● **Problem details**
Nothing may be left out or changed. Print every entry.

Natural language region descriptions
╭──
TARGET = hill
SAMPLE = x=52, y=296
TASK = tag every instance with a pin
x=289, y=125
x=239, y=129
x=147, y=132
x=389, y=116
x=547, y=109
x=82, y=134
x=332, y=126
╰──
● **Solution to the problem**
TARGET = hill
SAMPLE = x=52, y=296
TASK = tag every instance with a pin
x=289, y=125
x=239, y=129
x=147, y=132
x=389, y=116
x=547, y=109
x=82, y=134
x=332, y=126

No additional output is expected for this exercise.